─── Dataset excerpts ───
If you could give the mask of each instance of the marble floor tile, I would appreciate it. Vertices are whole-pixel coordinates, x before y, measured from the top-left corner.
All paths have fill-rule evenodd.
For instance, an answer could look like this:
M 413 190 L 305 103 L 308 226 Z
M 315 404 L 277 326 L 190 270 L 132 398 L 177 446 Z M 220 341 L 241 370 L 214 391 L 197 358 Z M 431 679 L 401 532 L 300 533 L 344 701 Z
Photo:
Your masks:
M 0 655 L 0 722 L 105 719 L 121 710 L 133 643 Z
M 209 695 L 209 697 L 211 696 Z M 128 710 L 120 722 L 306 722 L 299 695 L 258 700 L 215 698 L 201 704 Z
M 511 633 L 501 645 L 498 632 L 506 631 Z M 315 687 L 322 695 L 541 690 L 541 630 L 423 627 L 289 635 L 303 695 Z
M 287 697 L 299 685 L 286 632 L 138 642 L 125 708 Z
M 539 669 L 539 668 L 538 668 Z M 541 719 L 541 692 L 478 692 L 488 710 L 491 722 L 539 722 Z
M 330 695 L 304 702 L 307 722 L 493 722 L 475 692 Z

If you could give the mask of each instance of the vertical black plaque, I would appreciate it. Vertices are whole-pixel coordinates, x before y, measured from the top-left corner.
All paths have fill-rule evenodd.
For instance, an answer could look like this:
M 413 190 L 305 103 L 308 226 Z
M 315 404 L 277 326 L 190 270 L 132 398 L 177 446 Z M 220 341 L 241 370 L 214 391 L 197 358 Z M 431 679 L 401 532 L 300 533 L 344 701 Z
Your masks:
───
Rewrite the records above, changing "whole-pixel coordinates" to "integer coordinates" everywhere it occurs and leaving everything else unchanged.

Answer below
If you could give the mask of each instance of the marble floor tile, I would appreciate it. Vertices are integer coordinates, x before y, measured from the top-left corner.
All paths have fill-rule evenodd.
For instance, an answer could look like this:
M 413 190 L 305 103 L 308 226 Z
M 315 404 L 277 326 L 190 270 L 132 398 L 177 446 Z M 220 341 L 241 370 L 214 391 L 197 358 Z M 431 679 L 401 532 L 300 533 L 344 701 Z
Photo:
Your masks:
M 0 655 L 0 722 L 105 719 L 121 710 L 133 643 Z
M 209 695 L 209 697 L 211 696 Z M 128 710 L 120 722 L 306 722 L 299 695 L 258 700 L 215 698 L 201 704 Z
M 511 633 L 501 645 L 498 632 L 506 631 Z M 315 687 L 322 695 L 541 690 L 541 630 L 423 627 L 289 635 L 303 695 Z
M 287 697 L 299 685 L 286 632 L 138 642 L 125 708 Z
M 539 669 L 539 668 L 538 668 Z M 541 719 L 541 692 L 478 692 L 488 710 L 491 722 L 539 722 Z
M 330 695 L 304 702 L 307 722 L 493 722 L 475 692 Z

If you could give the mask of each instance of the vertical black plaque, I would appreciate it. Vertices are integer coordinates, x before y, measured from the top-left corner.
All paths have fill-rule evenodd.
For instance, an answer could look like this:
M 413 190 L 305 103 L 308 226 Z
M 315 404 L 277 326 L 190 270 L 132 398 L 177 446 Z M 220 341 L 241 370 L 214 391 L 197 358 Z M 431 679 L 401 532 L 300 533 L 344 701 Z
Your masks:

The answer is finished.